*Page extract*.
#####

I wonder if any of the other components are present in my mill...


----------



## Rodney Young (Apr 4, 2016)

Steve Shannon said:


> This bracket?
> 
> 
> 
> ...



  Thats the one, I like the idea of mounting my light there as I doubt I will ever get the original coolant system. Did you see if you have other parts of the coolant system?

Rodney


----------



## Steve Shannon (Apr 4, 2016)

Not yet; I've been moving the third machine I got in the bunch, a Central Machine (Harbor Freight) mini knee mill.



 Steve Shannon, P.E.


----------



## Mondo (Apr 5, 2016)

Speaking of the oil pump kit or drip tank....
Drip tank sold today on Ebay:  $230.47 - included support bar and bracket.  I thought these were made from die-cast  ZAMAK, not platinum. 

The bracket appears to be a modification of the lathe leadscrew bearing part # 10F-16.  I'm in luck! I have a spare!  All I need now is the platinum tank!


----------



## Steve Shannon (Apr 5, 2016)

I looked yesterday and found that I do not have those parts, if I'm looking in all the right places:


	

		
			
		

		
	
.


 Steve Shannon, P.E.


----------



## Mondo (Apr 5, 2016)

That cavity is where the pump would go.  The catalogs list that cavity as having approximately 3 pints capacity.  I would be inspecting for cracks and mating joints to identify possible leaks before trying to pour 3 pints of oil in there!

#####

*Data shown*.
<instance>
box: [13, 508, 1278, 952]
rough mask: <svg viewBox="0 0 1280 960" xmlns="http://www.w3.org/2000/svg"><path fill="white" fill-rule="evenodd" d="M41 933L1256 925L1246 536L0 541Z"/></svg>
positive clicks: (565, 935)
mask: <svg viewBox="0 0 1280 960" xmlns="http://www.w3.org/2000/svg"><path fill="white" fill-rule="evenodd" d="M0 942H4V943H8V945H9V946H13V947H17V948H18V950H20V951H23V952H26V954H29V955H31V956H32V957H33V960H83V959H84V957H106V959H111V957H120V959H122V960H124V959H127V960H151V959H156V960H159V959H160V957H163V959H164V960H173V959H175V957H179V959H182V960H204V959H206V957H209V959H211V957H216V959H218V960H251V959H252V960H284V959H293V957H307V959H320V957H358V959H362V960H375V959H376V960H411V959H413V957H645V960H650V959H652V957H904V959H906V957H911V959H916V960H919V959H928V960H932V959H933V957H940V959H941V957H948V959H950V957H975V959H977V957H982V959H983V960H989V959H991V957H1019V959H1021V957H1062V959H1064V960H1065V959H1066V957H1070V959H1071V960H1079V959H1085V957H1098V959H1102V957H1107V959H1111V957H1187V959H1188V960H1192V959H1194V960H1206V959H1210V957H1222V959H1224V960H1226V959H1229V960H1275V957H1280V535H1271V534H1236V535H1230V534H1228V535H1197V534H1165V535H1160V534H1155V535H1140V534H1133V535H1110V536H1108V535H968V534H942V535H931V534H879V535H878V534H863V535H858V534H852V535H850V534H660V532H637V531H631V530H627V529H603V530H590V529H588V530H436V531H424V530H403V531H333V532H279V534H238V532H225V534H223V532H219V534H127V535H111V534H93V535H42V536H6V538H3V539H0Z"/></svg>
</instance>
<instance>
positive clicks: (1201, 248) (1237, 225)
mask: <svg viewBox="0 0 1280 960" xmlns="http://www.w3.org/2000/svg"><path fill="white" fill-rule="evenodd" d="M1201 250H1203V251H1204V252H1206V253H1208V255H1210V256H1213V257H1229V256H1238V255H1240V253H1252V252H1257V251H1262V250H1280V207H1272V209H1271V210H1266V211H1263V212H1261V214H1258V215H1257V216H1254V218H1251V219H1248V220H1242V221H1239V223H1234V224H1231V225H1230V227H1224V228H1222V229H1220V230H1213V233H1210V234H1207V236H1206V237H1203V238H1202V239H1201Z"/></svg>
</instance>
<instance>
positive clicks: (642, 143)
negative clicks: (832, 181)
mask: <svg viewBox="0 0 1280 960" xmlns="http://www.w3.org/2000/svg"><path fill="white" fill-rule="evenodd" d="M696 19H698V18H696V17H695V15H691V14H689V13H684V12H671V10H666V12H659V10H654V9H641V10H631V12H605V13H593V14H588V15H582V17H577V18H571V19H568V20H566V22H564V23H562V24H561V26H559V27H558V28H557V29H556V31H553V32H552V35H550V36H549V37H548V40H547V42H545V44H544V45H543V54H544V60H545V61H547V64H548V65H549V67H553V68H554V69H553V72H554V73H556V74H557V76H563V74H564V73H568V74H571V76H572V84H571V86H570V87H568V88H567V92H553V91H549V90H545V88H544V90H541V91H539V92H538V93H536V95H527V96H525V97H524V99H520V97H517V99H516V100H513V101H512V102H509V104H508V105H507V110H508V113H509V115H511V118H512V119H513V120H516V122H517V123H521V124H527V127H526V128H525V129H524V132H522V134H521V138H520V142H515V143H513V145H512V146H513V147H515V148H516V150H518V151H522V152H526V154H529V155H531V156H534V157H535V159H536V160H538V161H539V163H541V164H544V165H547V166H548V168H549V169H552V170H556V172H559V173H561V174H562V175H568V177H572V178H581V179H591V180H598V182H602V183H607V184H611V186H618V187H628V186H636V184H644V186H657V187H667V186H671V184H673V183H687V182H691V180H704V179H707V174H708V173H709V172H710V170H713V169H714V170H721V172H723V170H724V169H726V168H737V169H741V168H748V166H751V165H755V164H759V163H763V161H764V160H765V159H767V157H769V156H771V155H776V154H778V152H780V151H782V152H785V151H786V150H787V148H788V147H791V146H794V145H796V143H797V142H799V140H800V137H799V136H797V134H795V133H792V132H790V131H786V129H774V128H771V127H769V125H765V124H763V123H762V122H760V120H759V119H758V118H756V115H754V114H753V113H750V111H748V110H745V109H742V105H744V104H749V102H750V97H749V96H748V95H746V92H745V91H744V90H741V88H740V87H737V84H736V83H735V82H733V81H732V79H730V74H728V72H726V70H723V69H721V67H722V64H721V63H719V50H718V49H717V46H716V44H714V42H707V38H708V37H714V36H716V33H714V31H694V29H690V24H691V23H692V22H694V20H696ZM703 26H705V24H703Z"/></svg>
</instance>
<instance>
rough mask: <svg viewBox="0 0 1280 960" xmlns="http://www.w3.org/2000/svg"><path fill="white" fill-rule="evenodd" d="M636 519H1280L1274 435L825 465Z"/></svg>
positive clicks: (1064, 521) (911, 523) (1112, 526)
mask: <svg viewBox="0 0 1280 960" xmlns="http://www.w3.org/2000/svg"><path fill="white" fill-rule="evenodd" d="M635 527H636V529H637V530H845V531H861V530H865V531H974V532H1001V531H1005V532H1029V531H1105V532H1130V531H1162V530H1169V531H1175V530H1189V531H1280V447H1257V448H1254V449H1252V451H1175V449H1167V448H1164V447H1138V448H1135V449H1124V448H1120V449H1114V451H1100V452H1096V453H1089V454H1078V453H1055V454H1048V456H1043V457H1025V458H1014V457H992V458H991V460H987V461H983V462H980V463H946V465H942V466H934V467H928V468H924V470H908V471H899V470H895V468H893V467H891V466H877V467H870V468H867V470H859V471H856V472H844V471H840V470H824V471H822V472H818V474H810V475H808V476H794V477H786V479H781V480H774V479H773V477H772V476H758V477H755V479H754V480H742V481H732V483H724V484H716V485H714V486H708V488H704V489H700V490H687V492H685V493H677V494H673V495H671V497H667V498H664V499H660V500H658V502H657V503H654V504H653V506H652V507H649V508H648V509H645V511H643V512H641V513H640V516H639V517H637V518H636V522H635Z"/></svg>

#####

*Exercise goal*. From the forum thread about the mill's coolant parts, copy the stretch from "Speaking of the" through "the platinum tank!".

*Result of this task*.
Speaking of the oil pump kit or drip tank....
Drip tank sold today on Ebay:  $230.47 - included support bar and bracket.  I thought these were made from die-cast  ZAMAK, not platinum. 

The bracket appears to be a modification of the lathe leadscrew bearing part # 10F-16.  I'm in luck! I have a spare!  All I need now is the platinum tank!